Collection entries
— BEGIN —

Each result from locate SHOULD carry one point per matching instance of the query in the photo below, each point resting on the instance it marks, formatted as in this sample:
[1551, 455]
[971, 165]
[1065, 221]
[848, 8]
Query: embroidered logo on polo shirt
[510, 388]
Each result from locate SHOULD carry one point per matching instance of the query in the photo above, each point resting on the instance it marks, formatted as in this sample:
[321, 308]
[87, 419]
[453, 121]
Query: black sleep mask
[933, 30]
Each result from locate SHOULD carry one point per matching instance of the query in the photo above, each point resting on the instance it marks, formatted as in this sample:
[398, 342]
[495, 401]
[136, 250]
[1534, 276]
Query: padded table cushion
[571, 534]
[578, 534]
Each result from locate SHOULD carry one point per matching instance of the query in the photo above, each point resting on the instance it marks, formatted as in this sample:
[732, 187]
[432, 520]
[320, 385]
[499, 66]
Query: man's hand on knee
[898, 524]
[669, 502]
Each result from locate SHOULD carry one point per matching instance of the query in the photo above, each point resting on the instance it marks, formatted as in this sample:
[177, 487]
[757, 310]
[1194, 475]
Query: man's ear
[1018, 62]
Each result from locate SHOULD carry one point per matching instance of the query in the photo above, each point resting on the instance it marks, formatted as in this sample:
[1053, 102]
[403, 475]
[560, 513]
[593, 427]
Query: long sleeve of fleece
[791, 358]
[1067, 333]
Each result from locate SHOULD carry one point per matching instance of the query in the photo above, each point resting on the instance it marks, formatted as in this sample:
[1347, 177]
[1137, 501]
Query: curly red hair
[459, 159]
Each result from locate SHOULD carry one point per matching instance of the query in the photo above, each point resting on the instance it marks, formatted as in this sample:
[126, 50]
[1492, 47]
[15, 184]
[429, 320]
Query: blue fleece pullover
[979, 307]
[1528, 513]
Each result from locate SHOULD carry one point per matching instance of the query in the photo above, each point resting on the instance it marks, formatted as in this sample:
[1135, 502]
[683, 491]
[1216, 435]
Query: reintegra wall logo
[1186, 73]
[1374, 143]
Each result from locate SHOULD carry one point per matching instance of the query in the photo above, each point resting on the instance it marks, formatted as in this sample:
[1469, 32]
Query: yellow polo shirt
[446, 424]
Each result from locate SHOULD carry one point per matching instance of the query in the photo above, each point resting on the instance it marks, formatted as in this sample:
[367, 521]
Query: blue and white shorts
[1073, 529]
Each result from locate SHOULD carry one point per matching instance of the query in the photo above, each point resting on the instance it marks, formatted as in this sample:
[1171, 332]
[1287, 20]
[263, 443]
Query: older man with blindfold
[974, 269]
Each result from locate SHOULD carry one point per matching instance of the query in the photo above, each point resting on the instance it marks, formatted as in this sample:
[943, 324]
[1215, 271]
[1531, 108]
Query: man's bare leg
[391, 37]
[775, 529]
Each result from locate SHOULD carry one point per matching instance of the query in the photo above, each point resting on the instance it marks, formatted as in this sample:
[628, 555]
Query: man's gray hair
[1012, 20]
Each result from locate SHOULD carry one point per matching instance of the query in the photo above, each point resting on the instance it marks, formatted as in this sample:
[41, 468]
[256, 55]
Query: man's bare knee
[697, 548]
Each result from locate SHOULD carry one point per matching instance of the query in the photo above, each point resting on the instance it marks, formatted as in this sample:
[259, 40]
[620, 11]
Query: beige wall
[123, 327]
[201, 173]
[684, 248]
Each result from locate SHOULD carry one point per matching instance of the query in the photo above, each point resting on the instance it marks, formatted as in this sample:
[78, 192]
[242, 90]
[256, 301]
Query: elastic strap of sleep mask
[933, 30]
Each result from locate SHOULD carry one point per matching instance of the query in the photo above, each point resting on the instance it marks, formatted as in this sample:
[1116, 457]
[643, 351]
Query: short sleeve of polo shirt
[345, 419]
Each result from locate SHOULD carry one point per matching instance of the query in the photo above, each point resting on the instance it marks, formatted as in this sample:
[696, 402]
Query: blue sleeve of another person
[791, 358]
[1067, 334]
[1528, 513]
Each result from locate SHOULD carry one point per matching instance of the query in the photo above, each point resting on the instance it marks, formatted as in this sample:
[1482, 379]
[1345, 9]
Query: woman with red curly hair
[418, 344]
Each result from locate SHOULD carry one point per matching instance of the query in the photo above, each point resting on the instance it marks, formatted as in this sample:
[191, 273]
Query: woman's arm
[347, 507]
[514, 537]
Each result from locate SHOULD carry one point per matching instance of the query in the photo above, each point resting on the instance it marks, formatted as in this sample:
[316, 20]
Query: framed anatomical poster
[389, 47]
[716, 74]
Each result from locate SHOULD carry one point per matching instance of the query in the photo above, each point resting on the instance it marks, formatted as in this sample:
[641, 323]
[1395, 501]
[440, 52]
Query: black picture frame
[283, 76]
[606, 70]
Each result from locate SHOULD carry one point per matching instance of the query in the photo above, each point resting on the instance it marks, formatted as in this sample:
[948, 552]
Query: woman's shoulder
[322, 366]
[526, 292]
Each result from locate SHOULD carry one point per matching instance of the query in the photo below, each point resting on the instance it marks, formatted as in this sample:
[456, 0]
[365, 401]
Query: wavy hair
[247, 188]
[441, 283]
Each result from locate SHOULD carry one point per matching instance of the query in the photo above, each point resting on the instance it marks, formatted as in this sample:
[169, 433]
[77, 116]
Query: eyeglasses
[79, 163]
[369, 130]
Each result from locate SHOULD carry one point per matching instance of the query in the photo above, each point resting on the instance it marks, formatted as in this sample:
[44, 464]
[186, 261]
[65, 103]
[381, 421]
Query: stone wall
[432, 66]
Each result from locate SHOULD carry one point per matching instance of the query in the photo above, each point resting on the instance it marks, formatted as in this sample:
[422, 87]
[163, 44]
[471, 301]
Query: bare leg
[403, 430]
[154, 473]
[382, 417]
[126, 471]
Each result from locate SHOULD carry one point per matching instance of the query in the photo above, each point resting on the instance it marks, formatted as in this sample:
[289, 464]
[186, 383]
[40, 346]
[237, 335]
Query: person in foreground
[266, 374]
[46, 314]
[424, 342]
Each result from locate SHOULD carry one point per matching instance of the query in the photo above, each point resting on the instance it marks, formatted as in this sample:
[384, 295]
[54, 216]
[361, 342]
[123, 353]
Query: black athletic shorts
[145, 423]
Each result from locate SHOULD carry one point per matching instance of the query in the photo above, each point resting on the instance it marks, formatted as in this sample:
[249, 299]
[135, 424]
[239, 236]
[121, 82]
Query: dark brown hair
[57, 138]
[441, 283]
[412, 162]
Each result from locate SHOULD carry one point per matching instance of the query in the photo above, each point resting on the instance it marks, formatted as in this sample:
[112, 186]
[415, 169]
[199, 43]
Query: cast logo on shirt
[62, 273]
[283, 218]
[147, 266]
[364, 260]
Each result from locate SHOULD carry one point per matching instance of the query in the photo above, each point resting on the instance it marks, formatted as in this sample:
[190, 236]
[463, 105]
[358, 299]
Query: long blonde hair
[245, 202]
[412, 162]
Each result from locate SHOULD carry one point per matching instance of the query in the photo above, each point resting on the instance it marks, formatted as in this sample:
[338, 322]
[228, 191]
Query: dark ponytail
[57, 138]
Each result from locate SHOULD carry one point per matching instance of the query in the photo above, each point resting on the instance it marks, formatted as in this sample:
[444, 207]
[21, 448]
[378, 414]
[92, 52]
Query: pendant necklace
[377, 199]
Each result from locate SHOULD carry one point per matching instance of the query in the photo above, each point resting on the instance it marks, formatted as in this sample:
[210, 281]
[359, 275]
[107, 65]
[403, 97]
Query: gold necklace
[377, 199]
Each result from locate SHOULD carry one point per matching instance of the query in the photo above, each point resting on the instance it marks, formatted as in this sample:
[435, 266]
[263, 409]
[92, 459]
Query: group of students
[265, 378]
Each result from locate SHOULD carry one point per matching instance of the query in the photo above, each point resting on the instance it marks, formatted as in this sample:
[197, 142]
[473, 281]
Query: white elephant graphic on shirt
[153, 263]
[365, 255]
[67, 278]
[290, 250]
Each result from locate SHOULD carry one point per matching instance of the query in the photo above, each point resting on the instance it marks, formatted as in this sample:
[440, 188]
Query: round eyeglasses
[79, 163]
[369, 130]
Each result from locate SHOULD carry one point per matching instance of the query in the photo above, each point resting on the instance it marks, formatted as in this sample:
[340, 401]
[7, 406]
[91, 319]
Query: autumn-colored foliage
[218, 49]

— END —

**Stated goal**
Find each line in the entries above that contains the word "sleep", and copy every such line in full.

**Completed exercise**
Query: black sleep mask
Query: elastic strap of sleep mask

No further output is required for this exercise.